§ **WORK INSTRUCTION**:
Count the lines of the material below that contain the string "image". Case matters; reply with the number only.

§ **AVAILABLE DATA**:
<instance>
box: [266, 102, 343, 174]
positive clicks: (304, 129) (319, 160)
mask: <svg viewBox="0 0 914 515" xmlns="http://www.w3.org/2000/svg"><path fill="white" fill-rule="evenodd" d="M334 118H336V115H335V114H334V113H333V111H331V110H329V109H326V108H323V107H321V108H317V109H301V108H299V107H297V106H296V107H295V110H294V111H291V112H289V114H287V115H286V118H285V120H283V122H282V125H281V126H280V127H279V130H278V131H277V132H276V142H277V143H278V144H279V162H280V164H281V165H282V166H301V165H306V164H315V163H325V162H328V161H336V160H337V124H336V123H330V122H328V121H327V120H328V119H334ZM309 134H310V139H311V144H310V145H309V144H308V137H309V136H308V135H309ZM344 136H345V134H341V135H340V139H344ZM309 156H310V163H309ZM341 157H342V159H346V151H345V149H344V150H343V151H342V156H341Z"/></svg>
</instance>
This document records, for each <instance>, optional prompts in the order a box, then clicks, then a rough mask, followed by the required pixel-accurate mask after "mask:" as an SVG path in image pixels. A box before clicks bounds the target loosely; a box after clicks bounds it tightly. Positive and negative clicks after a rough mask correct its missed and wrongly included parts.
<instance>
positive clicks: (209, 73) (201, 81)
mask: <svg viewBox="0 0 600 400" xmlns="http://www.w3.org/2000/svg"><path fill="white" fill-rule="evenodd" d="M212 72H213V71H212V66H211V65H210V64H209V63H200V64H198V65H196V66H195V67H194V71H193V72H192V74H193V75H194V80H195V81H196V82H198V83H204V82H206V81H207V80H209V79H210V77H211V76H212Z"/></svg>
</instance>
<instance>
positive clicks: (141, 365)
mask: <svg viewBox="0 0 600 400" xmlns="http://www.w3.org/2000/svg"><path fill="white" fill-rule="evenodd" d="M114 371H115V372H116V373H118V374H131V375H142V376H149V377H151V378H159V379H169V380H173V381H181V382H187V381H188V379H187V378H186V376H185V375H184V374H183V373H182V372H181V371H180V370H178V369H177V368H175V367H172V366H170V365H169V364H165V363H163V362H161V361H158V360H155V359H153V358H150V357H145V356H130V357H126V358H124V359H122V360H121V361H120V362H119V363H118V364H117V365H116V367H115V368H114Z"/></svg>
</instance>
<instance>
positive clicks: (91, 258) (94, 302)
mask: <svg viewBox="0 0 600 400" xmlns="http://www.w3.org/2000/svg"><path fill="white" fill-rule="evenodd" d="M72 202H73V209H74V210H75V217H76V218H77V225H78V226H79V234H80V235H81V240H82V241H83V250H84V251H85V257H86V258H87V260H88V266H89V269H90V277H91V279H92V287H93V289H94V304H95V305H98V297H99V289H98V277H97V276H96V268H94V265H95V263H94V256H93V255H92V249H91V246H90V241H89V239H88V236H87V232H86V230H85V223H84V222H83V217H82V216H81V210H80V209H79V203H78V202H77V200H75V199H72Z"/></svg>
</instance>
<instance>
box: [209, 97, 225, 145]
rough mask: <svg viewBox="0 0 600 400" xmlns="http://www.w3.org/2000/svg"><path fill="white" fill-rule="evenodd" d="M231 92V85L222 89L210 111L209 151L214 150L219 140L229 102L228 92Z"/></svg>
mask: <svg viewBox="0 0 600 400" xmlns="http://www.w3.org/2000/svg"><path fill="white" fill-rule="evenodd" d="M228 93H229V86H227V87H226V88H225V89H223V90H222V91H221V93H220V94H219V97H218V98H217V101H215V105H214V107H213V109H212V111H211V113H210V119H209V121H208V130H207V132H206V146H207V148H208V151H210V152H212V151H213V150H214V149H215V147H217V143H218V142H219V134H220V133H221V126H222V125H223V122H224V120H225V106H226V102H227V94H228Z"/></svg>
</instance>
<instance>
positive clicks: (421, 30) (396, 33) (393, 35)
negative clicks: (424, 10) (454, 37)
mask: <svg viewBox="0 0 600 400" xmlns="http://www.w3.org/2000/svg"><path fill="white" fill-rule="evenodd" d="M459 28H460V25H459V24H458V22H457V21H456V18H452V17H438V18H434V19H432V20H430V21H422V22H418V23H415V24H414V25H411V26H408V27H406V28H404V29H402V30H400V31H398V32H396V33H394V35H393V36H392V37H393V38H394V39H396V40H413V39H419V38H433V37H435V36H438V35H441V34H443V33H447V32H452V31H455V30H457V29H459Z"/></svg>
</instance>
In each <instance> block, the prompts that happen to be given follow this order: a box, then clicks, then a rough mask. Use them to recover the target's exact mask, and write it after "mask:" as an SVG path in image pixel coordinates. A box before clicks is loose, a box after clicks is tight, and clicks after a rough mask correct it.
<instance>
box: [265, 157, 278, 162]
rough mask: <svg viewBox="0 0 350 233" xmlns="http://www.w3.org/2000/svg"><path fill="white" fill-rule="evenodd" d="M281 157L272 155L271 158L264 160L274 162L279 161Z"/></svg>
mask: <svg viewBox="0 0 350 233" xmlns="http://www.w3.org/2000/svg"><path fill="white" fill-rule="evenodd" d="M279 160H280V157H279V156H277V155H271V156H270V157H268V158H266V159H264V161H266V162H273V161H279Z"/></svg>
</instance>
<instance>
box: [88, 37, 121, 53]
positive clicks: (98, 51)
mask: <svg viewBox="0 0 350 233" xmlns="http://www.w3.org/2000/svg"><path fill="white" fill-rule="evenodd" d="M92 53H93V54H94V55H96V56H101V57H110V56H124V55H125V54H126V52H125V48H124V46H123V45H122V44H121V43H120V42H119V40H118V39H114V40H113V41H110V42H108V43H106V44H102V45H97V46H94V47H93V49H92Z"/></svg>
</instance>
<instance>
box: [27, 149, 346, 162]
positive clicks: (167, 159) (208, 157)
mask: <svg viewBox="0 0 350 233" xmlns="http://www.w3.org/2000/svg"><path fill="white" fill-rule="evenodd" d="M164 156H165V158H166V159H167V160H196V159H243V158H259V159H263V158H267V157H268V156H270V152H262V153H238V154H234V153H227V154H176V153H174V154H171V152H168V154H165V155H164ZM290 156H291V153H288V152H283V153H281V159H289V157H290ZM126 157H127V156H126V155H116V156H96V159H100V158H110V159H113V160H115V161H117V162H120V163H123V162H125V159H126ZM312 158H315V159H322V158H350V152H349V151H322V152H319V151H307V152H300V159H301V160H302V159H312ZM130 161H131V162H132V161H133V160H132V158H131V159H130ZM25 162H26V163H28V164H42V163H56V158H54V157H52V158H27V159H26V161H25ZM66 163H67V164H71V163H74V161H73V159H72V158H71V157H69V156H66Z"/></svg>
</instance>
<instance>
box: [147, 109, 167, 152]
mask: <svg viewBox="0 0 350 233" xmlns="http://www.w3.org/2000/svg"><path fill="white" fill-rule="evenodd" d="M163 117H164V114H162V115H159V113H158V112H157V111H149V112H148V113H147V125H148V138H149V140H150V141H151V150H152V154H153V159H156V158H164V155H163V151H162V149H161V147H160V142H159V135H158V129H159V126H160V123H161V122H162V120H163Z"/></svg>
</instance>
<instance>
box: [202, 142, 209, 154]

§ **RESULT OF THE TASK**:
2